Tasks:
A. Using the text on COVID-19 vaccination, say whether each statement agrees with it: (i) about 20 million people in the USA had been vaccinated by the end of 2020; (ii) Michigan will make people over 65 eligible for the vaccine starting January 11; (iii) vaccine research checked whether vaccinated people can still pass the disease to people who were not vaccinated. Answer yes or no for each, and quote the exact words that settle it.
B. In one to three sentences, explain why the text on COVID-19 vaccination says essential workers are harder for clinics and hospitals to reach than health-care workers and nursing home patients.

Document section:
While we wait for the vaccine, we should be aware that a recent research paper/model calculated that 59% of COVID-19 cases are spread by people with no symptoms. Part of these cases are spread by people before they develop symptoms and part are spread by people that are asymptomatic.


By now you are aware that the vaccination in the USA has been slower than expected. How slow? At the end of 2020, a little more than 2.6 million people had been vaccinated, far short than the 20 million people that the current administration had predicted. In the first week of January, 500,00 people were vaccinated, but experts have pointed out that to finish vaccinating the country by the summer of 2021, the goal of the CDC (Center for Diseases Control and Prevention), the USA would have to vaccinate around 2 million people a day.

There is a lag between vaccine doses distributed and shots administered. As of January 7, even though 21,419,800 doses were distributed in the USA, only 5,919,418 shots had been administered. In Michigan, 662,450 doses were distributed and 137,887 shots were administered.

Why is vaccination so slow? There are several factors contributing to the problem, but most of them can be filed under organization. All of the vaccination organization, as with the pandemic responsibilities, has been delegated to the states. Michigan is responsible to figure out which clinics and hospitals will receive the vaccine, how many vaccines each place will receive, and so on. The states haven’t received funds yet to pay for all this organization and coordination, and given that the pandemic has already depleted state funds, it is not hard to understand that their work is lagging behind. Each hospital or clinic receiving the vaccines are also having problem organizing vaccination. There has been several cases of site glitches, websites overwhelmed by traffic, ineligible people scheduling appointments, and so on.

As you know, the CDC has designed a vaccination guide divided by phases. Health- care workers and nursing home patients, for example, are easy to find, since their names can be found through the institutions they work and live in and which will probably be the ones administering the shots. But essential workers like police officers, first responders, jail workers or teachers are more complicated for a clinic or a hospital to get in contact with. They will need to coordinate with other institutions and they might need to verify eligibility.

Some states have already opened vaccination to persons 65 and older. Florida, one of those states that has made people over 65 eligible for the vaccine, has seen clinics overwhelmed with long lines of people waiting for hours.

Starting on January 11, Michigan will make people over 65 eligible for the vaccine. You can find more information in the Michigan Government website  (,5885,7-339–548999–,00.html ) or by calling your health provider. Be aware that not all health clinics and doctor’s offices are receiving the vaccine and if they have received the vaccine, there is only a certain amount of shots available per day. Be sure to make an appointment before heading out to see your health provider.


The vaccine is not an immediate defense against the virus. The vaccine works with your body to teach your cells to recognize and create anti-bodies. It takes around two weeks for your body to go through this process. And, remember, only after the second dose will your body be able to build up complete immunity against the virus. It means that until your body builds up immunity, you still can catch the disease.

There have been several cases reported of people that caught the disease after receiving the first dose of the vaccine. One of these cases is of US Rep. Kay Granger (R-TX) who tested positive the day after being sworn in at the US House, even though she had received the first dose of the vaccine in December.

Another reason to continue to wear the mask, is that research on the vaccine was focused on finding out if the vaccine worked with the patient that received the shot. Research was not done to see if the people who received the vaccine can still transmit the disease to those who did not receive the vaccine. Therefore, until 70% of the population have been vaccinated, and we have achieved herd immunity, we will still have to wear the mask.

Information:
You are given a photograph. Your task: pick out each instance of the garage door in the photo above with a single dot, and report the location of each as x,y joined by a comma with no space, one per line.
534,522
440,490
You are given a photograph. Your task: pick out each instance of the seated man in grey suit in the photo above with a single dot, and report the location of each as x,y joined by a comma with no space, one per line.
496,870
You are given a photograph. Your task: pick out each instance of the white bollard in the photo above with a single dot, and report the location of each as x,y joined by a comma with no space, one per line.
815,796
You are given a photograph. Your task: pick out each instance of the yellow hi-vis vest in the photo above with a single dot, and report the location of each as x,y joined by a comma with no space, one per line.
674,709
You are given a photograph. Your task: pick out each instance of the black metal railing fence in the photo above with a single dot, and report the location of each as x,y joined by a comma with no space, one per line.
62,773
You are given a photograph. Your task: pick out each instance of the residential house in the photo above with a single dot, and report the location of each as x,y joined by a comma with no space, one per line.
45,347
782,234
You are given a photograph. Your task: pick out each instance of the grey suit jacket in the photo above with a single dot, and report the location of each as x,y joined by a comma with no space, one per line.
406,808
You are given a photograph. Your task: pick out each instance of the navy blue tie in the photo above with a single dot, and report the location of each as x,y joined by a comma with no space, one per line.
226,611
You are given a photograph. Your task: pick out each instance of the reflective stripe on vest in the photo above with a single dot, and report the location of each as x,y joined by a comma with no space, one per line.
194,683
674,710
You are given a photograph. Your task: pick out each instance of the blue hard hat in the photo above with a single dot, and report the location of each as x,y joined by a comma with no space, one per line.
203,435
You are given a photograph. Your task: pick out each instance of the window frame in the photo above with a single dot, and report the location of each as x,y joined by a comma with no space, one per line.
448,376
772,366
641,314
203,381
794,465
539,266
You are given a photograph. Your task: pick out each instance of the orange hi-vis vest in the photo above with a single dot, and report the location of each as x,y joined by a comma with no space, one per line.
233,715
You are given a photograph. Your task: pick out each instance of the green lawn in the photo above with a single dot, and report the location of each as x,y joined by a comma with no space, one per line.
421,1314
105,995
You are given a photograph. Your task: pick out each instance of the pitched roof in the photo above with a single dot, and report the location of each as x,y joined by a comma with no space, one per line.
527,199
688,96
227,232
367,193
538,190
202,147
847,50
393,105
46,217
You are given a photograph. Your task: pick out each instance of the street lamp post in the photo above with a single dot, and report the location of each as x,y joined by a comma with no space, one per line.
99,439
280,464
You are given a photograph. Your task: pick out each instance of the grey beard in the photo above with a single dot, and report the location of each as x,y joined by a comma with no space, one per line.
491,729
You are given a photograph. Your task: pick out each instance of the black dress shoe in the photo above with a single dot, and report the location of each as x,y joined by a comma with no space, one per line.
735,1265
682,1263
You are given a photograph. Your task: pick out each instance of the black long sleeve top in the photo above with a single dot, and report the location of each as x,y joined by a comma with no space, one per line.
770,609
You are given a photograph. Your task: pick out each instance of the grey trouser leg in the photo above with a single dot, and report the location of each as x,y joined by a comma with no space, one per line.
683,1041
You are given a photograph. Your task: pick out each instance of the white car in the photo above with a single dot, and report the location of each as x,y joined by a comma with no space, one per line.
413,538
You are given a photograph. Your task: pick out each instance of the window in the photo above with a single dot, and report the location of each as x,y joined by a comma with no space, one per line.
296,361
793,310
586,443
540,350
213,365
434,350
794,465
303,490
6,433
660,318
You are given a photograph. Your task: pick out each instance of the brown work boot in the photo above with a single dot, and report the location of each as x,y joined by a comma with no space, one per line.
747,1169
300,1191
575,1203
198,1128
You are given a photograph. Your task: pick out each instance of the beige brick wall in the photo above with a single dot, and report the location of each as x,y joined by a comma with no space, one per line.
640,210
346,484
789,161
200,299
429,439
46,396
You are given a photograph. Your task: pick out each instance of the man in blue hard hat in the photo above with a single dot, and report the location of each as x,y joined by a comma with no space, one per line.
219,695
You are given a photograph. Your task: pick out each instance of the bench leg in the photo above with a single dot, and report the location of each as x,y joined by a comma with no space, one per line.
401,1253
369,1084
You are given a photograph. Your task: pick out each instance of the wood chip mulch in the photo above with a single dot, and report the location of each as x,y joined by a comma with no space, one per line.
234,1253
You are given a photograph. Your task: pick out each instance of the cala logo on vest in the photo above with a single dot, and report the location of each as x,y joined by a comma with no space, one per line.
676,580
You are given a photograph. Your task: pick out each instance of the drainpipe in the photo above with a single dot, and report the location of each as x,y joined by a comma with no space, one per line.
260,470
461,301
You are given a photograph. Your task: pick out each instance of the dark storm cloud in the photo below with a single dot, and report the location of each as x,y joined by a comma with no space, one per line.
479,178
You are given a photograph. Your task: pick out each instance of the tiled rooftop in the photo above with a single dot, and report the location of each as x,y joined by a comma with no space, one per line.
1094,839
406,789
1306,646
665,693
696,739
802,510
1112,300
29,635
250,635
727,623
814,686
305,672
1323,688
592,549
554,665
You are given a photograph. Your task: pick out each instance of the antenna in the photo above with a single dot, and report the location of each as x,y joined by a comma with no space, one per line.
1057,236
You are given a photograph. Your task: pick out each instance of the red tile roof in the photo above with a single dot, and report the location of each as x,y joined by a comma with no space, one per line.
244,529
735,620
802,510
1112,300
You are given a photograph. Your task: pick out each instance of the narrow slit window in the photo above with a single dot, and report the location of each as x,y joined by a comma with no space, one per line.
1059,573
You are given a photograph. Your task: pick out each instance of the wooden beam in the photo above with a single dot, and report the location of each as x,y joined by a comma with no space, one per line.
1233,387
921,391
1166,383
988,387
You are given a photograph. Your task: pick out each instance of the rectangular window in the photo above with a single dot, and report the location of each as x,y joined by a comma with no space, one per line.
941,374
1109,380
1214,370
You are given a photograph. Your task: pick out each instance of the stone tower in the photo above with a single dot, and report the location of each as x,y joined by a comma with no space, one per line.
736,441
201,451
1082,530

Numbered answers:
A.
(i) No. "At the end of 2020, a little more than 2.6 million people had been vaccinated, far short than the 20 million people that the current administration had predicted."
(ii) Yes. "Starting on January 11, Michigan will make people over 65 eligible for the vaccine."
(iii) No. "Research was not done to see if the people who received the vaccine can still transmit the disease to those who did not receive the vaccine."

B. Health-care workers and nursing home patients are easy to find because their names are available through the places where they work and live, which will probably be the ones giving the shots. Essential workers like police officers, first responders, jail workers or teachers are harder to contact because clinics and hospitals must coordinate with other institutions and might need to verify eligibility.